Signatur: BStU, MfS, HA XXII, Nr. 19179, Bl. 111-116
Mitte der achtziger Jahre kühlte sich das Verhältnis zwischen Stasi und RAF merklich ab. Dennoch ließ die Geheimpolizei auch die dritte Generation der Terrorgruppe nicht aus dem Blick. Aus MfS-Sicht galt es nunmehr, über das Handeln der Terroristen Bescheid zu wissen, ohne diese allzu offen zu unterstützen.
Zu Beginn der siebziger Jahre gründeten sich in der Bundesrepublik Deutschland linksterroristische Gruppen wie die Rote Armee Fraktion (RAF) und die Bewegung 2. Juni. Die Staatssicherheit sammelte zunächst Informationen über die Terroristen, beobachtete deren Aktivitäten und duldete ihre Reisen in den Nahen Osten über den Ostberliner Flughafen Schönefeld. Anfang der 80er Jahre intensivierten sich die Kontakte und die Staatssicherheit bot zehn RAF-Aussteigern Unterschlupf in der DDR.

> Datenteil
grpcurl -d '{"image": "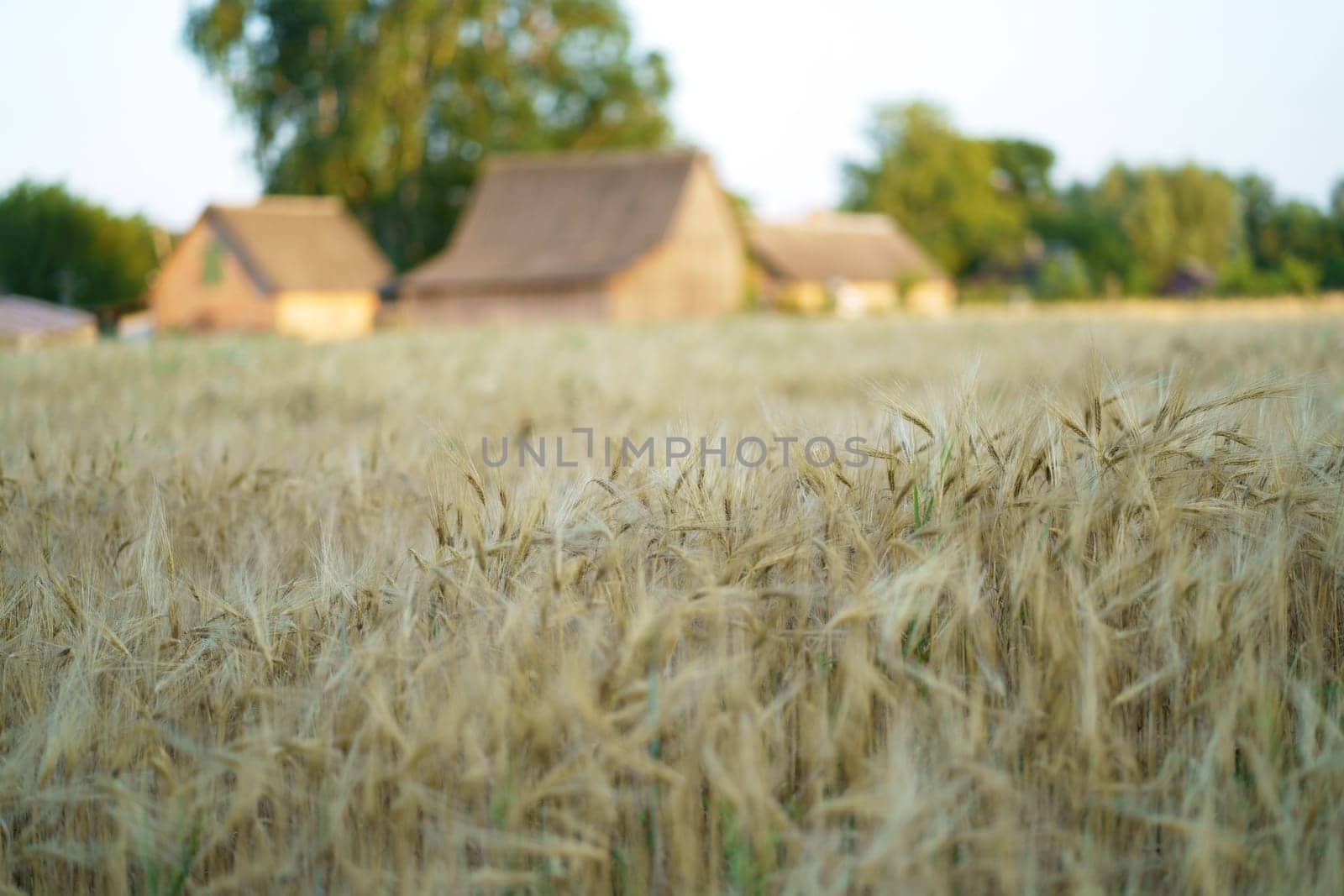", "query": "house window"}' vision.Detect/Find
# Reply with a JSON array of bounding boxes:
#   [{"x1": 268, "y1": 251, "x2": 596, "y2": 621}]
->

> Ziele
1. Gib aus der Quelle den Abschnitt wortgetreu wieder, der mit den Worten „Signatur: BStU, MfS, HA“ einsetzt und mit „in der DDR.“ schließt.
2. Führe den Text über Stasi und RAF im Anschluss an seinen letzten Satz weiter.

> Ergebnisse je Aufgabe
1.
Signatur: BStU, MfS, HA XXII, Nr. 19179, Bl. 111-116
Mitte der achtziger Jahre kühlte sich das Verhältnis zwischen Stasi und RAF merklich ab. Dennoch ließ die Geheimpolizei auch die dritte Generation der Terrorgruppe nicht aus dem Blick. Aus MfS-Sicht galt es nunmehr, über das Handeln der Terroristen Bescheid zu wissen, ohne diese allzu offen zu unterstützen.
Zu Beginn der siebziger Jahre gründeten sich in der Bundesrepublik Deutschland linksterroristische Gruppen wie die Rote Armee Fraktion (RAF) und die Bewegung 2. Juni. Die Staatssicherheit sammelte zunächst Informationen über die Terroristen, beobachtete deren Aktivitäten und duldete ihre Reisen in den Nahen Osten über den Ostberliner Flughafen Schönefeld. Anfang der 80er Jahre intensivierten sich die Kontakte und die Staatssicherheit bot zehn RAF-Aussteigern Unterschlupf in der DDR.

2.
Für die Staatssicherheit erwies es sich als schwieriger als gedacht, die ehemaligen RAF-Mitglieder in der DDR vor der westlichen Fahndung zu verbergen. Denn viele DDR-Bürger schauten Westfernsehen oder aber reisten im Rentenalter oder aus dienstlichen Gründen in die Bundesrepublik, wo in den siebziger und achtziger Jahre ungezählte Fahndungsplakate an vielen öffentlichen Orten hingen. Über die Zeit stellten so einige DDR-Bürger Ähnlichkeiten zwischen im Westen steckbrieflich gesuchten Tätern und den „neuen“ Arbeitskollegen, Nachbarn oder Bekannten fest.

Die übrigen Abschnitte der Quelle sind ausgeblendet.